## TASK MATERIAL
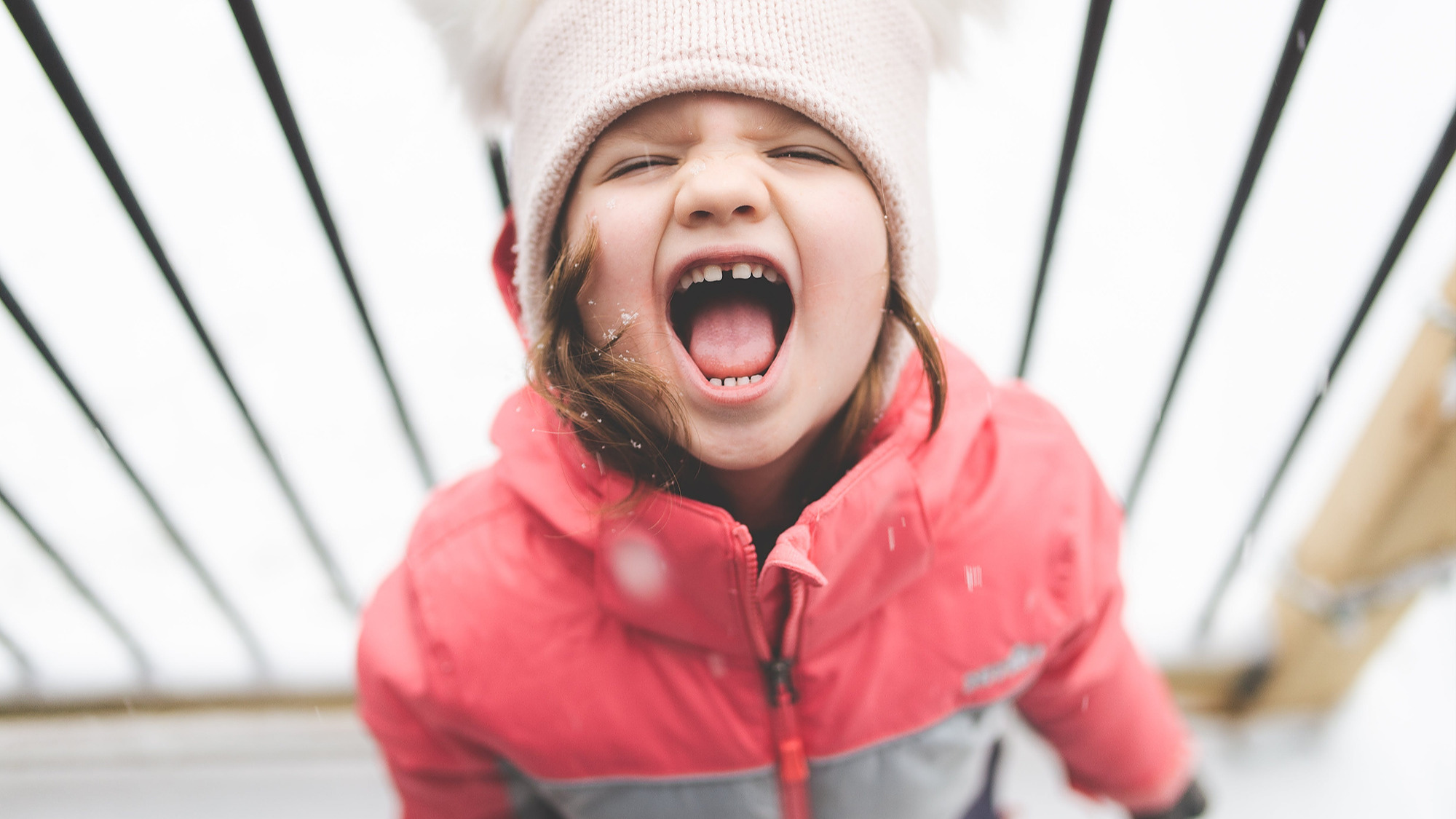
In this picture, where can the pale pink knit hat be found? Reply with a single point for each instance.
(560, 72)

...

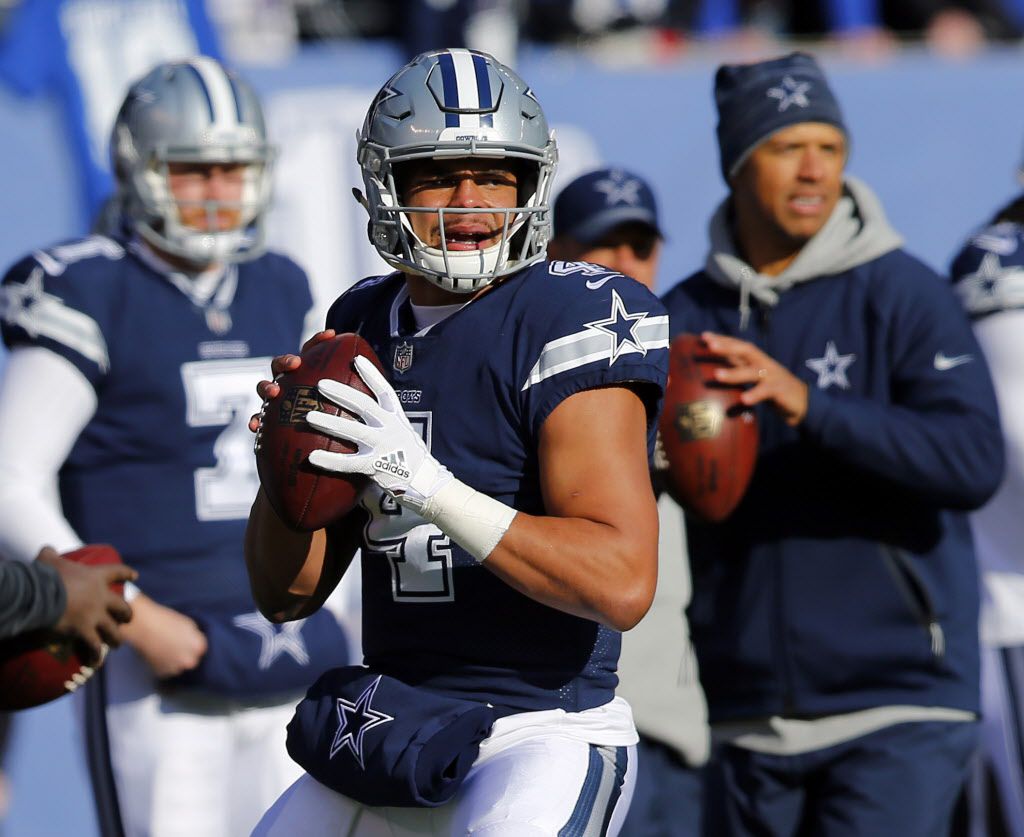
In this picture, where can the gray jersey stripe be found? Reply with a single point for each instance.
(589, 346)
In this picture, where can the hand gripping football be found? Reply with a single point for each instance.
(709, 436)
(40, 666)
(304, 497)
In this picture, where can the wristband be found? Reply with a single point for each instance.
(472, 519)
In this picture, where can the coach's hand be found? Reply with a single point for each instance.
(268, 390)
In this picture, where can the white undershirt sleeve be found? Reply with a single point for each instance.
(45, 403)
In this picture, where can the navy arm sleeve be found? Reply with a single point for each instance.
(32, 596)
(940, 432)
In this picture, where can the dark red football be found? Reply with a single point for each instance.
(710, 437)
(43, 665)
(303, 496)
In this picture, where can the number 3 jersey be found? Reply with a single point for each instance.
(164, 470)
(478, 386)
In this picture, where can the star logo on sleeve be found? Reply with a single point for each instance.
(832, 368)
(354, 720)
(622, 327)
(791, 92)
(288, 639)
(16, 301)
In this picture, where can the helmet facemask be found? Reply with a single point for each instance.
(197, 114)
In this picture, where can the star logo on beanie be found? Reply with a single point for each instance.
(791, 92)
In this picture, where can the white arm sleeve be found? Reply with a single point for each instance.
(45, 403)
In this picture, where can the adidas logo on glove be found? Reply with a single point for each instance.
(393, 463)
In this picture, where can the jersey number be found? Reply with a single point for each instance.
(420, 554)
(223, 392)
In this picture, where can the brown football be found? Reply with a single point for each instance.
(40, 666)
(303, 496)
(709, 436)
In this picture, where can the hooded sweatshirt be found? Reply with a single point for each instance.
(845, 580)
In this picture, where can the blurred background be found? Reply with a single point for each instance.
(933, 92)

==

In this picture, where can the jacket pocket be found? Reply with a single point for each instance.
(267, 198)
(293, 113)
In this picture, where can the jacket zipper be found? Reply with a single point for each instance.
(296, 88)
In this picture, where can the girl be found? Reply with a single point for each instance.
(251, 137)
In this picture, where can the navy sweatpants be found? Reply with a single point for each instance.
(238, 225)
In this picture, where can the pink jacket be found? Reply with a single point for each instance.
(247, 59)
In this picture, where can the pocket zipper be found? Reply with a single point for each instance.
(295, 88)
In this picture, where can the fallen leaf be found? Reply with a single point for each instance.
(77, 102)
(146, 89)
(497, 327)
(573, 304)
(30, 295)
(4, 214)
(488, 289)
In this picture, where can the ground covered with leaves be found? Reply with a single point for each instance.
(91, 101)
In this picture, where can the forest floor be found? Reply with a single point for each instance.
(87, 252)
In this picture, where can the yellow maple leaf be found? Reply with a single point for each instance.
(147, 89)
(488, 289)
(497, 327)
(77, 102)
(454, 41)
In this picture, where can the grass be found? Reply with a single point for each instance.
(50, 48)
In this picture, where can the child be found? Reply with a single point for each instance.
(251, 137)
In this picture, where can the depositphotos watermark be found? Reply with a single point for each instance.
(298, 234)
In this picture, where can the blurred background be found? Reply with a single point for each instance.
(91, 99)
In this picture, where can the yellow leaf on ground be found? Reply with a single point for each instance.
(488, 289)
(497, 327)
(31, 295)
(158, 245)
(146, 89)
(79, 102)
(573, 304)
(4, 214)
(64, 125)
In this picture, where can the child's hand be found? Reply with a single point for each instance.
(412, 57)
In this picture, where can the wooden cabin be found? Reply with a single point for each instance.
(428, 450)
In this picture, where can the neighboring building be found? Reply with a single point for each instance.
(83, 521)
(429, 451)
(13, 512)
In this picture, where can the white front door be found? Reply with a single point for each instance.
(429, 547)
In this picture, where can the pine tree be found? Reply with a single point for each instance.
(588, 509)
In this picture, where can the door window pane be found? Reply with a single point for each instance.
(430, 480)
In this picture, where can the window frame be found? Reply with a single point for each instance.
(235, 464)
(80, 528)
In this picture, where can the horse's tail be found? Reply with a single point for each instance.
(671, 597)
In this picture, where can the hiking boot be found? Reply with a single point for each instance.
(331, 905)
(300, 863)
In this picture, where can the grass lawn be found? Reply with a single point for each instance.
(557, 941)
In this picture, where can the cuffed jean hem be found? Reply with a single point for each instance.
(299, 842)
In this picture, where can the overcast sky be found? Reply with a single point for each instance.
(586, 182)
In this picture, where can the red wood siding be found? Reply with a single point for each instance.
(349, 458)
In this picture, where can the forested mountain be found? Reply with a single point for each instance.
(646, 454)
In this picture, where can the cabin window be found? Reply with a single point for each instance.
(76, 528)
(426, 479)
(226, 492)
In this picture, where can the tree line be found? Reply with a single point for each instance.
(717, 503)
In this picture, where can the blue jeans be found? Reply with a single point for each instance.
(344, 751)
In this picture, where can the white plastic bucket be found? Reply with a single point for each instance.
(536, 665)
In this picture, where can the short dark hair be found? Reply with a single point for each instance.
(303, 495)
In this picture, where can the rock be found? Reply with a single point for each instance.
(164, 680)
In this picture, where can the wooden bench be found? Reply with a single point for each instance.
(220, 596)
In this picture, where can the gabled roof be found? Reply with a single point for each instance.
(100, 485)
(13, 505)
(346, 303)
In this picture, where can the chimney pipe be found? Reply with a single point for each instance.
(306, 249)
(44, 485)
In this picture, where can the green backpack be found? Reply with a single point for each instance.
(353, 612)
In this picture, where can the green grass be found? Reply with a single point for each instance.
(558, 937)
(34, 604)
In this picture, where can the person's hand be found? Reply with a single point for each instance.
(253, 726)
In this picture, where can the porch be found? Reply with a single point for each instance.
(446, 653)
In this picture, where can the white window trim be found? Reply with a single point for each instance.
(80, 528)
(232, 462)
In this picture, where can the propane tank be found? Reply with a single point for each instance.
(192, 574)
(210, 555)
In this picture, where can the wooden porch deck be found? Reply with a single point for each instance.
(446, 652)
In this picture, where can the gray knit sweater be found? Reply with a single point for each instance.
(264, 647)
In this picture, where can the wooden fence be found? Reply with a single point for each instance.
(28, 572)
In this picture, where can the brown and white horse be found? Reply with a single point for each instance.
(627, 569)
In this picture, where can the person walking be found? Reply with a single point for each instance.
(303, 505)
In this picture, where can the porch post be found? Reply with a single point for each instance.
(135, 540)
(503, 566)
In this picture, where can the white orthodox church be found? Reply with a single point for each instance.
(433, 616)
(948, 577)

## WHAT YOU ARE ASKED TO DO
Locate every line in the records that contains the word "star" and copy each one. Case counts.

## EXPECTED ANSWER
In this picture, where can the star logo on sleeve be found? Reply with a single point for each instance.
In this picture, where can the star logo on beanie be found? Reply with a single point for each instance.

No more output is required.